See Terry Tao's overview for a more formal statement

Functions as Vectors

Functions may be seen to be vectors by making the following identifications: scalar multiplication is simply multiplication of the function at all points by the underlying field element; and vector addition is point-wise addition of functions, that is

\begin{align} \text{Scalar Multiplication: }\quad a*f(x)&=af(x)\\ \text{Vector Addition: }\quad f(x)+g(x)&=(f+g)(x)\\ \end{align}

These two products should be easily seen to satisfy the vector space axioms.

Below, we consider just one-dimensional, complex-valued functions as an example, where the underlying scalar field is complex numbers.

Functional Bases

If we think of vectors in a typical vector space, we often wish to think in terms of components of these vectors in some basis. That is, for a vector \(\vec{v}\) in a \(d\)-dimensional vector space, we may always choose some basis set of \(d\) orthonormal unit vectors \({\hat{b}_n}\) such that:

\[ \vec{v}=\sum_{i=1}^n c_i \hat{b}_i \] where \[ \langle \hat{b}_i, \hat{b}_j\rangle=\delta_{ij} \]
The same then applies to functions, though we now require infinite dimensional basis vector sets.

As an example, consider the representation of a (well-behaved/differentiable) function as a power series, much as we do for Taylor series expansions.

\[ f(x)= \sum_{n=0}^{\infty}c_nx^n \]
In this case, we may consider the function to be projected onto a certain set of vectors \(\lbrace x^n\rbrace\) that span the space (though the terms \(x^n\) aren't orthonormal here, with respect to the inner product defined below).

Note that the definition above of an orthonormal basis requires we introduce an inner product on the space \(\langle \cdot,\cdot \rangle\). Below, we define this 'inner product of functions' in the context of general linear operators.

What is asked: In the text on functions as vectors, how is vector addition of functions defined? The lines that come next are separate material and have no connection to the text.

Listed entries:
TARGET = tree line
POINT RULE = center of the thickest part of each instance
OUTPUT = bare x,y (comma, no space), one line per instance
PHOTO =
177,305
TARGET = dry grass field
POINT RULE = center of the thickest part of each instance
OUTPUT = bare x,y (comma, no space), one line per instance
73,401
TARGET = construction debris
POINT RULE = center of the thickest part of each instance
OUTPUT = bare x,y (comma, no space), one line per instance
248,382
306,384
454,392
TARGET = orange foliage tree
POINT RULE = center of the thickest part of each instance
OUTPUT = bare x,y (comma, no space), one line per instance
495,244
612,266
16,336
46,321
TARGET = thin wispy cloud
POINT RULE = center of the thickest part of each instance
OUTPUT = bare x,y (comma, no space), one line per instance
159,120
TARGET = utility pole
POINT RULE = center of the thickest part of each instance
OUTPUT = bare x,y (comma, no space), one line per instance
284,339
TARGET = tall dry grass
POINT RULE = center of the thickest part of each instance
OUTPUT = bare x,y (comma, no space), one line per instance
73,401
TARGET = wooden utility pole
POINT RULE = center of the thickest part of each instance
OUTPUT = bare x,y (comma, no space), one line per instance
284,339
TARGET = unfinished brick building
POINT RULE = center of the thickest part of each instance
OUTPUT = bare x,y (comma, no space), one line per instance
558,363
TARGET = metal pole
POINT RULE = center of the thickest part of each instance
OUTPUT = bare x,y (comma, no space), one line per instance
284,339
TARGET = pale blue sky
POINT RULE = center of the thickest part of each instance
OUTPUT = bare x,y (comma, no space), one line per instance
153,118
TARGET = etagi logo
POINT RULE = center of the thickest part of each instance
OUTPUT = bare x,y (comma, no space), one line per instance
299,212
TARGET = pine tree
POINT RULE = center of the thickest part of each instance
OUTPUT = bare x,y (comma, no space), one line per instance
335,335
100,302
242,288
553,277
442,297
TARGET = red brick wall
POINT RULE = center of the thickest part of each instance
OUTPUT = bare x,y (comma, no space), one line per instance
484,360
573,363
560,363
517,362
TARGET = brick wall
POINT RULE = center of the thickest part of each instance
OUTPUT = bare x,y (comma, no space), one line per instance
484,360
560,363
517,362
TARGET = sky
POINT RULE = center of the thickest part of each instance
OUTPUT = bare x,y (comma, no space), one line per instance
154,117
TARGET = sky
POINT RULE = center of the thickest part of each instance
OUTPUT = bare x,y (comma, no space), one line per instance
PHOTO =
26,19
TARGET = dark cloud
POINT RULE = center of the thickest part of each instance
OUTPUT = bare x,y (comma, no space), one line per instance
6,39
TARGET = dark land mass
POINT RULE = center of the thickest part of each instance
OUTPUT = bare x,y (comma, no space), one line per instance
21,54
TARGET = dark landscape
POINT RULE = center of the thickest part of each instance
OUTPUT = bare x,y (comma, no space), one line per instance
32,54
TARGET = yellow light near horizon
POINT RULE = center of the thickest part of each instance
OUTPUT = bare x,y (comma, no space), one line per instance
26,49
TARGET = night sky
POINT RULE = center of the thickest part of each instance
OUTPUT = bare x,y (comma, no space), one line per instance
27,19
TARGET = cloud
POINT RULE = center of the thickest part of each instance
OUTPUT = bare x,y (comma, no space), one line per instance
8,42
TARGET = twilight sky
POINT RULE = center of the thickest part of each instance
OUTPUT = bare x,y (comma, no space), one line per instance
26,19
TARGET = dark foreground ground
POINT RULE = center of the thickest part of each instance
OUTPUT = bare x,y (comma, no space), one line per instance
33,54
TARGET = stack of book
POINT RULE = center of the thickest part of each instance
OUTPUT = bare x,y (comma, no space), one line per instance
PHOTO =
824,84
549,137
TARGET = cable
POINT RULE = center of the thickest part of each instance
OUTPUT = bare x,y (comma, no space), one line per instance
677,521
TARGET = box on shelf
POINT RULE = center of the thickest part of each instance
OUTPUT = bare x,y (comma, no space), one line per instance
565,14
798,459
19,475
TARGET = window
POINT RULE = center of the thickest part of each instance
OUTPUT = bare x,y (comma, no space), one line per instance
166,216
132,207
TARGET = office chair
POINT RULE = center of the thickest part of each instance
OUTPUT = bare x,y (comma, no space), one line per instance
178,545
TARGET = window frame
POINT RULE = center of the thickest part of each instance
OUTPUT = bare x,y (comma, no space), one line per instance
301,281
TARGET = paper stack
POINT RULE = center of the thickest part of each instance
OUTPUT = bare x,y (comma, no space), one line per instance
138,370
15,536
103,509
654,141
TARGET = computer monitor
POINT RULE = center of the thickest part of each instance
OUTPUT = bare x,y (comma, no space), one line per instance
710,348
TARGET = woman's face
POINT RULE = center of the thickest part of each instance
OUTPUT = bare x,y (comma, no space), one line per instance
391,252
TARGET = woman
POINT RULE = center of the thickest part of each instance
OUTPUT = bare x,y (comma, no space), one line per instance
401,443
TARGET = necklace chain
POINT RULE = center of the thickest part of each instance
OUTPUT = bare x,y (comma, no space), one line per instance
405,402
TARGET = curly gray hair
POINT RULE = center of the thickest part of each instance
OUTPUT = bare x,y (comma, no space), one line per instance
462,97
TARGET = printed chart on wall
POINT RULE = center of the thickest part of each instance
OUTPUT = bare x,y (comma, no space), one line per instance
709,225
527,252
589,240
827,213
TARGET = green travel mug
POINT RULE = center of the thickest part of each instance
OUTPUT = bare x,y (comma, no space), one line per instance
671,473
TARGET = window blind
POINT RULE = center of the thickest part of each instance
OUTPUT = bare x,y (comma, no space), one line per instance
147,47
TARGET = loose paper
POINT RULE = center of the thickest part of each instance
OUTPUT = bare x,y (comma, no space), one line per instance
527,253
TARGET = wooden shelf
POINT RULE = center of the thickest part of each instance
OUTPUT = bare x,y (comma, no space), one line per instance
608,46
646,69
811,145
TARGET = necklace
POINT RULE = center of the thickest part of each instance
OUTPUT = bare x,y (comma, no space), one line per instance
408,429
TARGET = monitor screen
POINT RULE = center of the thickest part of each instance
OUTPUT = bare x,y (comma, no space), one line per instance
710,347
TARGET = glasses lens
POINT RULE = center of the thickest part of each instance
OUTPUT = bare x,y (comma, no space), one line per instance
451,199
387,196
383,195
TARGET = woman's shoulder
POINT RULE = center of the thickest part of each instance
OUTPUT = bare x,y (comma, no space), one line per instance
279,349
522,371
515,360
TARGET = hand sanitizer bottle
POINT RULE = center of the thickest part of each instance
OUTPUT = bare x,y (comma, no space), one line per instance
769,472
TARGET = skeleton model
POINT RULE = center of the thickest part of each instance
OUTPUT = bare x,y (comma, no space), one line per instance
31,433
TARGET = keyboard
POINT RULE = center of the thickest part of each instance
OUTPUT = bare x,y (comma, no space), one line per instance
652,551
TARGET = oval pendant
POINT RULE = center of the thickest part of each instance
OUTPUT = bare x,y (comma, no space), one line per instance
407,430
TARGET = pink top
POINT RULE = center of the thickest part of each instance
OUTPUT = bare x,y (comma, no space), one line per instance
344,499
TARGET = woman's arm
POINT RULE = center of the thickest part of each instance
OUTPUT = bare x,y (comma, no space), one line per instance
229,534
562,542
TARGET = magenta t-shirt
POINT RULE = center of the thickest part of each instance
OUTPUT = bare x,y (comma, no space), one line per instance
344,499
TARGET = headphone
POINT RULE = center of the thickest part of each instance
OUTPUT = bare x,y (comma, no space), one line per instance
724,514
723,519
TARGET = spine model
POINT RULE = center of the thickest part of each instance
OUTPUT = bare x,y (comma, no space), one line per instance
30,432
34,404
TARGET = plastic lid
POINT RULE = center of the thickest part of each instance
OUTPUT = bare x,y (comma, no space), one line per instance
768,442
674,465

Complete output: Vector addition is point-wise addition of functions.